Exercise objective>
Transcribe every entry word for word, but skip the images.

(Image point annotation entries)
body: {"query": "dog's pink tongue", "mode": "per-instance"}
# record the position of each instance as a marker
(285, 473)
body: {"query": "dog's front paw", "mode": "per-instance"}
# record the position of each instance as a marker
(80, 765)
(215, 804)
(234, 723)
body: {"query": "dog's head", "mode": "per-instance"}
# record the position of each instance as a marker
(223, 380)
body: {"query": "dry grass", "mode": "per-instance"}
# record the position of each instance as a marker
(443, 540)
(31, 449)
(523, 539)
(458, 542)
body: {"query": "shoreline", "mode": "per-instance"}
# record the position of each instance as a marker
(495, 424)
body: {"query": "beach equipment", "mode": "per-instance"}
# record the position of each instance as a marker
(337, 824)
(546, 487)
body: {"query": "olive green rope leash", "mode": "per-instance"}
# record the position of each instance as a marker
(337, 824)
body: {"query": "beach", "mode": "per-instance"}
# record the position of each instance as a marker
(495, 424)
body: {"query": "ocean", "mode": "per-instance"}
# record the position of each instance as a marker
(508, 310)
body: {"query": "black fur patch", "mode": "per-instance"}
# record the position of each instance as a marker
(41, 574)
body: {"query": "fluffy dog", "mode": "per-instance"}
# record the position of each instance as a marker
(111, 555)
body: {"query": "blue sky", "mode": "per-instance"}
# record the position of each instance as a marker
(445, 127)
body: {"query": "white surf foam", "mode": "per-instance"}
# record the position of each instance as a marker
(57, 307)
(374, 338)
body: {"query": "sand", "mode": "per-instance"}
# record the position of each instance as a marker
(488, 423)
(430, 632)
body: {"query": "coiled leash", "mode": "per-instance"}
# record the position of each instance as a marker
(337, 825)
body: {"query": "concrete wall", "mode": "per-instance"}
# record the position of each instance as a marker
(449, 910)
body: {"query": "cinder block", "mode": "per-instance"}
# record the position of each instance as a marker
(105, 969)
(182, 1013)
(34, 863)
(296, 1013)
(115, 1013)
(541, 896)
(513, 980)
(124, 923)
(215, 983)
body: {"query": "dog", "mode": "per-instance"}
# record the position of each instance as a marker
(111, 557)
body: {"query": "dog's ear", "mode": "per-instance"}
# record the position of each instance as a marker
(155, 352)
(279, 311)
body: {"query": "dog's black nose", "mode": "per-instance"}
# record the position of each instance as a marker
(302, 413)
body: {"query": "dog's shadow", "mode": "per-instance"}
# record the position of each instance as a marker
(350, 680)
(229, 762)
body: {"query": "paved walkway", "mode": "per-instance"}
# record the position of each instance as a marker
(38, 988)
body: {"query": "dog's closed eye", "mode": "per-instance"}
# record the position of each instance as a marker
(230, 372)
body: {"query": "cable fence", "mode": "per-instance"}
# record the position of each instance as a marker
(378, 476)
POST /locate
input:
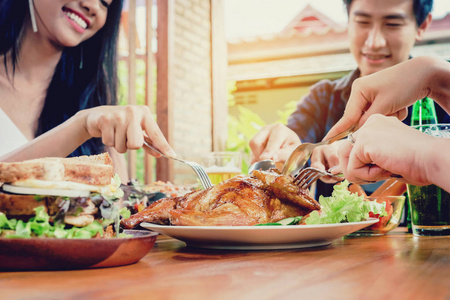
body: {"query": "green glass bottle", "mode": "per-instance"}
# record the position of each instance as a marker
(423, 113)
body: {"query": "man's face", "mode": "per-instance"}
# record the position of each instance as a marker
(381, 33)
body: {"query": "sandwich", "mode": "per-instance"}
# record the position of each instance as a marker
(60, 197)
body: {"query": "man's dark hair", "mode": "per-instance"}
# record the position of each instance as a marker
(421, 9)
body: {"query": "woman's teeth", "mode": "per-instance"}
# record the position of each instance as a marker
(76, 19)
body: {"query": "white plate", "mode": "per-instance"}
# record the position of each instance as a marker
(259, 237)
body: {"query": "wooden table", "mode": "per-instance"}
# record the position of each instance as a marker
(394, 266)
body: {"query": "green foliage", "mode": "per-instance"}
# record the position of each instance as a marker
(140, 99)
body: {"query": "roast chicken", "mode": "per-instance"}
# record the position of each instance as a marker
(262, 197)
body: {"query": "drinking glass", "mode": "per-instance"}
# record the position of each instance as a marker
(221, 166)
(430, 205)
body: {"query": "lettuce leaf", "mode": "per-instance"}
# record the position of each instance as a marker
(343, 206)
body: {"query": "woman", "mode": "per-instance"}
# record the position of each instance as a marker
(58, 83)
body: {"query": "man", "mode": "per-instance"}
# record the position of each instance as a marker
(381, 34)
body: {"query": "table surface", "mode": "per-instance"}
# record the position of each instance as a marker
(394, 266)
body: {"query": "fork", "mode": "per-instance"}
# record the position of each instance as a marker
(201, 173)
(302, 153)
(306, 177)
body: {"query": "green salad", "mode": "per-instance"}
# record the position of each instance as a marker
(40, 226)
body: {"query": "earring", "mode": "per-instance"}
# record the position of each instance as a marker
(81, 57)
(32, 16)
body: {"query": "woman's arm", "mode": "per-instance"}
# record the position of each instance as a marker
(120, 127)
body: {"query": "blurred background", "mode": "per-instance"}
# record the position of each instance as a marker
(216, 71)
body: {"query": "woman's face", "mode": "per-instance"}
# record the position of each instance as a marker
(67, 23)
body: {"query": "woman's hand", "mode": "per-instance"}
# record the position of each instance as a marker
(275, 141)
(125, 127)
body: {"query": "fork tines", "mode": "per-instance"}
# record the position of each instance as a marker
(201, 173)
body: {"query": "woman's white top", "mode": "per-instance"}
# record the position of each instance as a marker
(11, 137)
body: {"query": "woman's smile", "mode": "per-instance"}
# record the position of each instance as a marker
(77, 20)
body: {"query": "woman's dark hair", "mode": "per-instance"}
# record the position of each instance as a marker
(421, 9)
(72, 87)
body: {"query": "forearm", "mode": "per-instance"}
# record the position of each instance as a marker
(58, 142)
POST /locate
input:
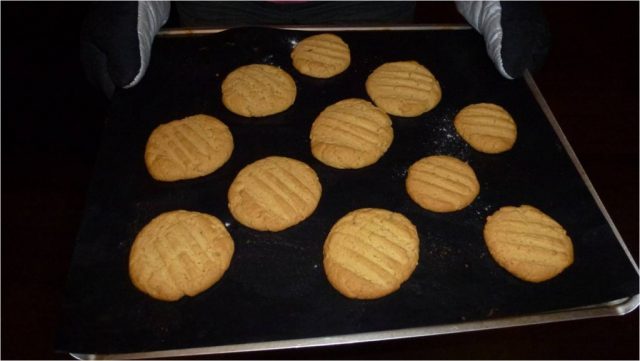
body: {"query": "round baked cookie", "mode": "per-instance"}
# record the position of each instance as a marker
(274, 193)
(441, 183)
(370, 252)
(180, 253)
(321, 56)
(487, 127)
(404, 88)
(528, 243)
(352, 133)
(188, 148)
(258, 90)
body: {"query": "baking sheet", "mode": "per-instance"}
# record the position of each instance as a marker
(275, 289)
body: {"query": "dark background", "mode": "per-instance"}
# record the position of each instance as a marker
(52, 122)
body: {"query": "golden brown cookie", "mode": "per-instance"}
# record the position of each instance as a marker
(188, 148)
(180, 253)
(404, 88)
(352, 133)
(321, 56)
(274, 193)
(488, 128)
(528, 243)
(258, 90)
(441, 183)
(370, 252)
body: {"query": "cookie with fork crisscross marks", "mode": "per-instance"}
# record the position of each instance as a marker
(404, 88)
(274, 193)
(351, 133)
(528, 243)
(180, 253)
(321, 56)
(487, 127)
(442, 183)
(370, 252)
(188, 148)
(258, 90)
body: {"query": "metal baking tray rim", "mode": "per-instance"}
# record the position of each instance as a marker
(617, 307)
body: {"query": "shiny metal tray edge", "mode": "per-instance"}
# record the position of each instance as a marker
(617, 307)
(613, 308)
(204, 31)
(574, 158)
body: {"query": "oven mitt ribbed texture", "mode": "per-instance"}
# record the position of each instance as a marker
(516, 33)
(116, 41)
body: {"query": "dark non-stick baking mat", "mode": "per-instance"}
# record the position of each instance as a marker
(275, 288)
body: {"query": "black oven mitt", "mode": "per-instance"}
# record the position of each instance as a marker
(516, 33)
(116, 41)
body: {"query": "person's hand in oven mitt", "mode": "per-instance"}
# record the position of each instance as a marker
(116, 42)
(516, 33)
(117, 37)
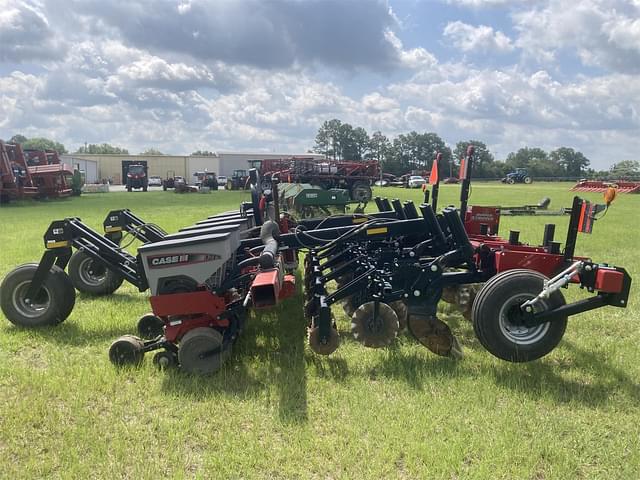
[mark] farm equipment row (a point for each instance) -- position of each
(34, 174)
(389, 269)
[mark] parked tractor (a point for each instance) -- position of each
(354, 176)
(238, 180)
(520, 175)
(137, 177)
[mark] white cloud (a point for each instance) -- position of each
(477, 38)
(602, 33)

The result>
body: {"query": "dog's pink tongue", "mode": "per-instance"}
# record the position of each instance as a marker
(285, 473)
body: {"query": "dog's front paw", "mode": "per-instance"}
# record the position of each instance as a marker
(80, 765)
(215, 804)
(234, 723)
body: {"query": "dog's head", "mode": "per-instance"}
# record the position of each instance as a marker
(223, 380)
body: {"query": "dry grass", "mode": "per-instance"}
# record the position of each instance as a marker
(443, 540)
(31, 449)
(523, 539)
(458, 542)
body: {"query": "shoreline", "mode": "per-instance"}
# record the position of each instance as a marker
(495, 424)
body: {"query": "beach equipment", "mode": "per-instance"}
# record the position of each instance as a marker
(337, 824)
(546, 487)
body: {"query": "olive green rope leash", "mode": "per-instance"}
# record the position of each instance as a marker
(337, 824)
body: {"query": "beach", "mode": "per-instance"}
# record the position of each instance as a marker
(495, 424)
body: {"query": "ocean", "mode": "per-instance"}
# record the position of each instance as a marker
(508, 310)
body: {"query": "black fur patch", "mode": "per-instance"}
# record the position of each instance as a marker
(41, 574)
body: {"query": "fluffy dog", "mode": "per-instance"}
# record the position of each instance as a marker
(111, 555)
body: {"query": "blue sky", "mode": "per-instance"}
# record the position of each instance as a marker
(445, 127)
body: {"query": "white surf foam", "mode": "per-instance"}
# record the position of each instance as a marker
(57, 307)
(374, 338)
body: {"query": "sand", "mode": "per-instance"}
# record the position of each instance as a marker
(488, 423)
(430, 632)
body: {"query": "coiled leash", "mode": "per-instance"}
# record the position of each instance as a marker
(337, 825)
body: {"query": "concrete wall", "mode": "per-instance"}
# record the position of each instance as a marker
(449, 910)
body: {"query": "cinder block", "mode": "per-instance"}
# record the position of each instance as a marker
(105, 969)
(182, 1013)
(34, 863)
(296, 1013)
(115, 1013)
(541, 896)
(513, 980)
(124, 923)
(215, 983)
body: {"query": "dog", "mode": "per-instance"}
# record the position of each instance as a marker
(111, 557)
body: {"query": "dog's ear", "mode": "per-instance"}
# record the position of each instance as a marker
(155, 352)
(279, 311)
body: {"query": "dog's black nose", "mode": "per-instance"}
# record the position of each instance as a marker
(302, 413)
body: {"query": "dog's shadow", "mode": "per-instance"}
# record the position of each instance as a marker
(350, 680)
(229, 762)
body: {"query": "paved walkway", "mode": "per-instance"}
# record the position of each instance as a marker
(38, 988)
body: {"query": "dog's closed eye", "mode": "per-instance"}
# record the position of each instance as a marker
(230, 372)
body: {"query": "cable fence", "mode": "per-instance"}
# record the position of each instance as a marker
(378, 476)
POST /locate
input:
body: {"query": "green glass bottle", "mode": "per-instance"}
# record the position of each instance as a marker
(423, 113)
body: {"query": "man's face", "mode": "per-instance"}
# record the position of each instance as a marker
(381, 33)
body: {"query": "sandwich", "mode": "per-instance"}
# record the position of each instance as a marker
(60, 197)
body: {"query": "man's dark hair", "mode": "per-instance"}
# record the position of each instance as a marker
(421, 9)
body: {"query": "woman's teeth", "mode": "per-instance"}
# record the position of each instance as a marker
(76, 19)
body: {"query": "white plate", "mode": "per-instance"}
# record the position of each instance as a marker
(259, 237)
body: {"query": "wooden table", "mode": "per-instance"}
# record the position of each instance as a marker
(394, 266)
body: {"query": "green foliage", "mode": "per-instance"}
# record the position of each instance as a marker
(140, 99)
body: {"query": "roast chicken", "mode": "per-instance"}
# record the position of each instance as a marker
(262, 197)
body: {"query": "drinking glass", "mode": "per-instance"}
# record the position of each instance as a marker
(221, 166)
(430, 205)
body: {"query": "lettuce leaf", "mode": "per-instance"}
# record the position of each instance as a marker
(343, 206)
body: {"query": "woman", "mode": "per-instance"}
# record the position of each instance as a marker
(58, 83)
body: {"query": "man", "mode": "per-instance"}
# record the position of each instance as a marker
(381, 34)
body: {"query": "table surface", "mode": "per-instance"}
# record the position of each instance as a marker
(394, 266)
body: {"query": "fork", "mode": "per-instance"}
# record the position of each instance as a marker
(201, 173)
(302, 153)
(306, 177)
body: {"query": "green salad", "mode": "per-instance"}
# record the position of each instance as a marker
(40, 226)
body: {"query": "earring", "mode": "per-instance"}
# record the position of each instance as a marker
(81, 57)
(32, 16)
body: {"query": "woman's arm", "mode": "per-instance"}
# record the position of each instance as a marker
(120, 127)
body: {"query": "blurred background", "mode": "per-instance"}
# record the position of each instance as a marker
(216, 71)
body: {"query": "woman's face", "mode": "per-instance"}
# record the position of each instance as a marker
(67, 23)
body: {"query": "woman's hand", "mode": "per-instance"}
# record the position of each instance as a marker
(275, 141)
(125, 127)
body: {"query": "fork tines", "mode": "per-instance"}
# record the position of each instance as a marker
(201, 173)
body: {"query": "woman's white top", "mode": "per-instance"}
# record the position of each instance as a marker
(11, 137)
body: {"query": "woman's smile", "mode": "per-instance"}
# record the position of each instance as a marker
(77, 20)
body: {"query": "woman's dark hair", "mode": "per-instance"}
# record the position of each instance as a marker
(421, 9)
(72, 87)
body: {"query": "forearm", "mode": "per-instance"}
# record the position of each instance as a marker
(58, 142)
POST /locate
input:
body: {"query": "round baked cookie", "mode": "per-instance"}
# record the position of each instance as a marker
(274, 193)
(441, 183)
(370, 252)
(180, 253)
(321, 56)
(487, 127)
(404, 88)
(528, 243)
(352, 133)
(188, 148)
(258, 90)
body: {"query": "baking sheet", "mode": "per-instance"}
# record the position of each instance as a marker
(275, 289)
body: {"query": "dark background", "mode": "per-instance"}
# record the position of each instance as a marker
(52, 122)
body: {"query": "golden brown cookie", "mode": "per-instance"}
# record the position of each instance as a marker
(188, 148)
(180, 253)
(404, 88)
(352, 133)
(321, 56)
(274, 193)
(488, 128)
(528, 243)
(258, 90)
(441, 183)
(370, 252)
body: {"query": "cookie with fork crisscross marks", "mode": "per-instance"}
# record the position of each instance as a marker
(404, 88)
(274, 193)
(351, 133)
(528, 243)
(180, 253)
(321, 56)
(487, 127)
(442, 183)
(370, 252)
(188, 148)
(258, 90)
body: {"query": "metal baking tray rim", "mode": "per-instance"}
# record the position of each instance as a marker
(617, 307)
body: {"query": "shiny metal tray edge", "mode": "per-instance"}
# record the position of each instance as a marker
(617, 307)
(613, 308)
(204, 31)
(574, 158)
body: {"query": "oven mitt ribbed texture", "mode": "per-instance"}
# record the position of each instance as a marker
(516, 33)
(116, 41)
body: {"query": "dark non-stick baking mat", "mode": "per-instance"}
# record the position of each instance as a marker
(275, 288)
body: {"query": "black oven mitt", "mode": "per-instance"}
# record the position of each instance as a marker
(516, 33)
(116, 41)
body: {"query": "person's hand in oven mitt", "mode": "per-instance"}
# record the position of each instance as a marker
(116, 42)
(516, 33)
(117, 37)
[mark] farm equipment row (a point for each instance) -- position of each
(34, 174)
(389, 269)
[mark] parked tractor (a point for each instance) -- position of each
(354, 176)
(238, 180)
(520, 175)
(137, 177)
[mark] white cloud (a point for each instance) -- position of each
(477, 38)
(602, 33)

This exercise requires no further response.